> Items listed in a dataset:
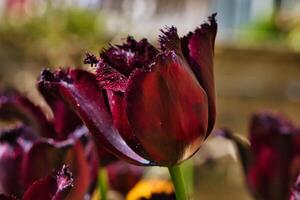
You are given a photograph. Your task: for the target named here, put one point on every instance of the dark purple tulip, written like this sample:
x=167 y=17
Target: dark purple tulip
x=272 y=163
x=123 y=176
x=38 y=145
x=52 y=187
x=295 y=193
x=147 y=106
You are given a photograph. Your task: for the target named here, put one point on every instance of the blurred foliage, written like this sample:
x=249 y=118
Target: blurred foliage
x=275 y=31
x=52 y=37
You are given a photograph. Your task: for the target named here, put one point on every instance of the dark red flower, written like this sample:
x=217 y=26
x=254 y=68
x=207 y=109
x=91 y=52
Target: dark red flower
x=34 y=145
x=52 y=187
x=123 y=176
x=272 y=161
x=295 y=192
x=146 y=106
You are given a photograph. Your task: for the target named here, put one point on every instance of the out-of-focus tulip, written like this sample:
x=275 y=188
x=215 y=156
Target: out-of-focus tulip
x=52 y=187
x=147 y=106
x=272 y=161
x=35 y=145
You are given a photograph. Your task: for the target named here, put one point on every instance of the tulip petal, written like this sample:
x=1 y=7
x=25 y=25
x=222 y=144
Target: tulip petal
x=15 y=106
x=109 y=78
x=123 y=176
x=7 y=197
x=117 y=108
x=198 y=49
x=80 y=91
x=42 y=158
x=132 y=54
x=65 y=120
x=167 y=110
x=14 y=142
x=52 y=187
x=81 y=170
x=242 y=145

--

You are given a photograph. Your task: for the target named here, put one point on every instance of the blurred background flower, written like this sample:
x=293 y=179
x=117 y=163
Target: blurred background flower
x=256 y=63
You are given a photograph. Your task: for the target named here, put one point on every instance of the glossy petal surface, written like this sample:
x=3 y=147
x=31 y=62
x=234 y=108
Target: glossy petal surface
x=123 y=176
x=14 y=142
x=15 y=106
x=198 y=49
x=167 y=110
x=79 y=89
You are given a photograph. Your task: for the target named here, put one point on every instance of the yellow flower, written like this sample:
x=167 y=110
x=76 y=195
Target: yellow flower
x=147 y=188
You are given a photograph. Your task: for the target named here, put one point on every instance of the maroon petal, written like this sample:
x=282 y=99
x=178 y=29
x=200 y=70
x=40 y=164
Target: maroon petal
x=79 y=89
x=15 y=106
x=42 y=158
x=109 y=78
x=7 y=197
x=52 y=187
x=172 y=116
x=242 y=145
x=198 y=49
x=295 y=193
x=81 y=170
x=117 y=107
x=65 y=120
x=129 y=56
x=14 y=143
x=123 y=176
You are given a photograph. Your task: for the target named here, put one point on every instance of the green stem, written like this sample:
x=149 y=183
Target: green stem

> WHAT YOU ARE ASKED TO DO: Please find, in the entries above, every line where "green" occurs, and copy it.

> ANSWER AREA:
You are given a photograph. Your task: for the target named here, put one point on every instance of the green stem, written like this sample:
Target: green stem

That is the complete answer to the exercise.